ASSIGNMENT ▸
Search the records below for the string "midrib" and report only the number of lines that contain it.

[EXTRACTED INFORMATION — start]

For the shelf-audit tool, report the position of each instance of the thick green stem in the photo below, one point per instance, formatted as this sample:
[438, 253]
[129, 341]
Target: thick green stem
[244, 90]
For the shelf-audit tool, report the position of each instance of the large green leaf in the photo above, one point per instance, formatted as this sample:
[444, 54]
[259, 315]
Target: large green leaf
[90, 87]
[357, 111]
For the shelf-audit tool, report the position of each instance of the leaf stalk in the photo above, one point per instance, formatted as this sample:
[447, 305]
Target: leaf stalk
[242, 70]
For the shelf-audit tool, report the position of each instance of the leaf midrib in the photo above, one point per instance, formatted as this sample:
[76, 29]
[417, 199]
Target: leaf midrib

[EXTRACTED INFORMATION — finish]

COMPLETED EXERCISE ▸
2